**Given request:** Reproduce word for word the section of the text on US marriage and divorce trends from "Whether that shift" to "a settled endpoint.".

**Document section:**
▬▬▬▬▬▬▬▬▬▬

Cohabitation has filled much of the gap. National Survey of Family Growth data analyzed by Pew show that 59 percent of adults aged 18 to 44 have lived with an unmarried partner at some point, compared with 50 percent who have ever been married. Cohabitation is no longer just a step toward marriage. For an increasing share of couples, it is the destination.
The "half of all marriages end in divorce" line that has floated around since the 1980s is also out of date. Divorce rates peaked at 5.3 per 1,000 people in 1981 and have been falling almost continuously since. The CDC put the rate at 2.4 per 1,000 in 2022, the lowest level since the early 1960s. The crude rate (divorces as a share of marriages in a given year) sits closer to 42 percent now than to the older 50 percent figure, and analysts mostly attribute the decline to two structural changes: people marrying later, and fewer people marrying at all.
Why The Numbers Have Shifted
None of this means marriage has lost its appeal across the board. Married Americans still report higher life satisfaction than unmarried Americans on most surveys, and the Gallup data on "thriving" puts married adults aged 25 to 50 well ahead of their never-married peers. What has changed is the public framing. A generation ago, marriage was treated as a default life milestone. Today, a clear majority of US adults treat it as one option among several, important to some, optional to others, and clearly secondary to work, friendship, and increasingly to financial stability for younger and non-White respondents.
Whether that shift continues or reverses is mostly a question about three things: whether economic conditions make marriage and child-rearing easier to afford, whether the gender gap in marriage attitudes keeps widening, and whether cohabitation continues to function as a long-term substitute. The 2023 Pew numbers capture a moment in that ongoing change rather than a settled endpoint.

▬▬▬▬▬▬▬▬▬▬

**Dataset excerpts:**
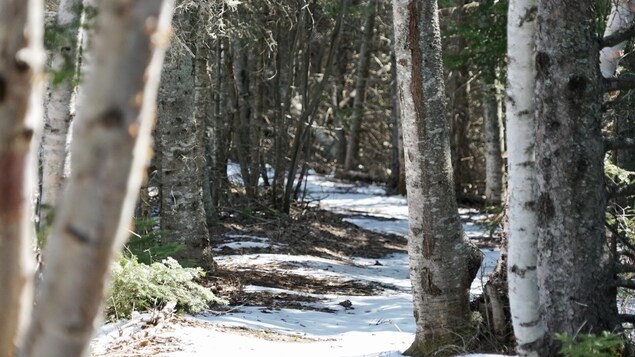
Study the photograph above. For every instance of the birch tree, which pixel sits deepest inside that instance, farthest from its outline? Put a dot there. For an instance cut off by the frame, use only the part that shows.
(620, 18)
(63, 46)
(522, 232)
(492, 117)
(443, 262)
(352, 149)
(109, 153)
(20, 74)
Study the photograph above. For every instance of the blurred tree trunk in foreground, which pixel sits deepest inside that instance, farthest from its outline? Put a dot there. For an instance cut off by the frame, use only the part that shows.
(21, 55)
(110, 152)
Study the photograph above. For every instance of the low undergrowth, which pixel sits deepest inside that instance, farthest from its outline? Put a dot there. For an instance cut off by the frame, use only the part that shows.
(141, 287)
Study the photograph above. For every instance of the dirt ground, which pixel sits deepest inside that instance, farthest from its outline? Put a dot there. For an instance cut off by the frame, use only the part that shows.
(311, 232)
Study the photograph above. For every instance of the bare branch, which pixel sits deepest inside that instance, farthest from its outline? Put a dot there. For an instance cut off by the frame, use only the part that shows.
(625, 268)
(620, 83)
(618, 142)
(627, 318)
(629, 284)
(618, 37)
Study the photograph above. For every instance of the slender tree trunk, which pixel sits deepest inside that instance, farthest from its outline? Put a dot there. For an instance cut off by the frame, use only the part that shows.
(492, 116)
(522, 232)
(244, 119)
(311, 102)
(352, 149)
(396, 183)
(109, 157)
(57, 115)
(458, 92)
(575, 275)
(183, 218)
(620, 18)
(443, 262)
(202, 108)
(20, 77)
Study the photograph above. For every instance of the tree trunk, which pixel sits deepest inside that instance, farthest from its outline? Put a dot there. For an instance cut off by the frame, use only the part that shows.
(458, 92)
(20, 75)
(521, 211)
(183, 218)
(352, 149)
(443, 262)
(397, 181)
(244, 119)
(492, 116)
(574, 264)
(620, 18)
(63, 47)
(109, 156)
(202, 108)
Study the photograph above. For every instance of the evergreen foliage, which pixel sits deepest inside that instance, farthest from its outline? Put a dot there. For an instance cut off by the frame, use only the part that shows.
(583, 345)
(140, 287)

▬▬▬▬▬▬▬▬▬▬

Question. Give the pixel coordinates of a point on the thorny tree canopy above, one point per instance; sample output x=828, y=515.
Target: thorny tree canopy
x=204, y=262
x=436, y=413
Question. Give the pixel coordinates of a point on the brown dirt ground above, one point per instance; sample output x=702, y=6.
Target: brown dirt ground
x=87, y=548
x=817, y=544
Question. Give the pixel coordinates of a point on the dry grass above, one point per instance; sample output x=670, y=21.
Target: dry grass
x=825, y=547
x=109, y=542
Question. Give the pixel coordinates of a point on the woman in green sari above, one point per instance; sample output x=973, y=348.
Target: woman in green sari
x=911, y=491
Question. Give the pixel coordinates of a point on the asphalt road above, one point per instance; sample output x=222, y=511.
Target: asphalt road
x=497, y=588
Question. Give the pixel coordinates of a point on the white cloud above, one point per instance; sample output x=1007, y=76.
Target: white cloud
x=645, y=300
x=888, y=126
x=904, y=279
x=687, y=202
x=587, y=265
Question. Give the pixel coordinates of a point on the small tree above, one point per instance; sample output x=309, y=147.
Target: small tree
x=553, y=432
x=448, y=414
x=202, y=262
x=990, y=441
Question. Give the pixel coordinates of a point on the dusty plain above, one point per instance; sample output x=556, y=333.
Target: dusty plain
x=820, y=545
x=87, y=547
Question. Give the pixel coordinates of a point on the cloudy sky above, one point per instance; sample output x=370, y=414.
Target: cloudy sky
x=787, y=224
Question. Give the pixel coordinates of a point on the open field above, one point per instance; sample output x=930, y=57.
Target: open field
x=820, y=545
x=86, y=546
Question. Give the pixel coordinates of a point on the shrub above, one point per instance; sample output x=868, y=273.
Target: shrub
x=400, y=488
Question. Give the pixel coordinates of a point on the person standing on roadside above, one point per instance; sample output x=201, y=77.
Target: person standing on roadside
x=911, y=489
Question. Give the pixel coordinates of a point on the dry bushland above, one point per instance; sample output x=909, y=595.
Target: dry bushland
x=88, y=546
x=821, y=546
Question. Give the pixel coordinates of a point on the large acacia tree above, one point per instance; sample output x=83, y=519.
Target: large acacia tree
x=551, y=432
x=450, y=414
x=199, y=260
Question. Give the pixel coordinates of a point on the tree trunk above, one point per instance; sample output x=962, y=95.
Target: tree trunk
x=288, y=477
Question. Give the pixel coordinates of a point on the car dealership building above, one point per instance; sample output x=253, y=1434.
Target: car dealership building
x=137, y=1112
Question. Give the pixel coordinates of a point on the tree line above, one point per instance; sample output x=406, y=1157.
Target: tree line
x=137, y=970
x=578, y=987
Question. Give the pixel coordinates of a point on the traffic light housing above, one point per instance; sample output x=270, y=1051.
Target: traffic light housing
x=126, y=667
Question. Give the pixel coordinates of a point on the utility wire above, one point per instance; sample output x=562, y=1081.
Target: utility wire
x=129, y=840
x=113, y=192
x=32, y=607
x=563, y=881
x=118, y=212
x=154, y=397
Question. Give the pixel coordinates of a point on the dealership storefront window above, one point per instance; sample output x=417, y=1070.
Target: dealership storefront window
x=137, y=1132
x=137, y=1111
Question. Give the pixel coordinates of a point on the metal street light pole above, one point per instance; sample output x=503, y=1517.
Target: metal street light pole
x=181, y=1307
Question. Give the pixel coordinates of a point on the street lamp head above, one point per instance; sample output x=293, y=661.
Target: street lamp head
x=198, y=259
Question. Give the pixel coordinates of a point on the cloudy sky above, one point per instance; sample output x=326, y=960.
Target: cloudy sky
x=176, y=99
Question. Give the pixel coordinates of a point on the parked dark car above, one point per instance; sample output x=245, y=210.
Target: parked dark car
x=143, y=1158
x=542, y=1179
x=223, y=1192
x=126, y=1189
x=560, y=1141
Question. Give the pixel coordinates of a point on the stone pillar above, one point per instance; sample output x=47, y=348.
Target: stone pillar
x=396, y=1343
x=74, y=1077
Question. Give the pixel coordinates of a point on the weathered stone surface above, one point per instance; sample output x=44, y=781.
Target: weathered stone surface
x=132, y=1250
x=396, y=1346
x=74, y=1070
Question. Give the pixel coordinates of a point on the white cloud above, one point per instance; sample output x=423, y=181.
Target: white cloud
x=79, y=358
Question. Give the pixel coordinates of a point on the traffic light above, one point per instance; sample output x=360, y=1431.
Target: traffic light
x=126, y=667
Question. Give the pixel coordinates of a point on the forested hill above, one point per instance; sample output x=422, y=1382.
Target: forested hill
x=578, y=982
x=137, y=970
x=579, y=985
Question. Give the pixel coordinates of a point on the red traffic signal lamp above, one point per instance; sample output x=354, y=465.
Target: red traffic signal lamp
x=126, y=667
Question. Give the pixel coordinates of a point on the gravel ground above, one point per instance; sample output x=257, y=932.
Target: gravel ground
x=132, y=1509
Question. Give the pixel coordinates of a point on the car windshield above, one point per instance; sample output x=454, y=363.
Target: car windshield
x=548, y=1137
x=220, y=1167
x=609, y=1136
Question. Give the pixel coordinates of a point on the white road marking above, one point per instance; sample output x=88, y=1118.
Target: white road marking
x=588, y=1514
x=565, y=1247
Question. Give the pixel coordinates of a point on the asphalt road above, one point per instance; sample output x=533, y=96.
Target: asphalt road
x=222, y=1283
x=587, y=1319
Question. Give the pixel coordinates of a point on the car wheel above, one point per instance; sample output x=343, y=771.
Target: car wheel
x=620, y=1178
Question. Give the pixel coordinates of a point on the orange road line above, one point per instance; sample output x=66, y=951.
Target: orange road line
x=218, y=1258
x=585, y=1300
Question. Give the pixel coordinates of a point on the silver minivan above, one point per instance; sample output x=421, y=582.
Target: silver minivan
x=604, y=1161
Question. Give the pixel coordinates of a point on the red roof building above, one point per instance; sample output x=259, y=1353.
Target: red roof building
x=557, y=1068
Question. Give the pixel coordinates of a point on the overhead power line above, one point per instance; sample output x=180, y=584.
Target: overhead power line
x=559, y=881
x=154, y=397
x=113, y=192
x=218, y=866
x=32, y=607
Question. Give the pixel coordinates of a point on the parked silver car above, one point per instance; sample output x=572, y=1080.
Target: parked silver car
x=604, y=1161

▬▬▬▬▬▬▬▬▬▬

**Task response:**
Whether that shift continues or reverses is mostly a question about three things: whether economic conditions make marriage and child-rearing easier to afford, whether the gender gap in marriage attitudes keeps widening, and whether cohabitation continues to function as a long-term substitute. The 2023 Pew numbers capture a moment in that ongoing change rather than a settled endpoint.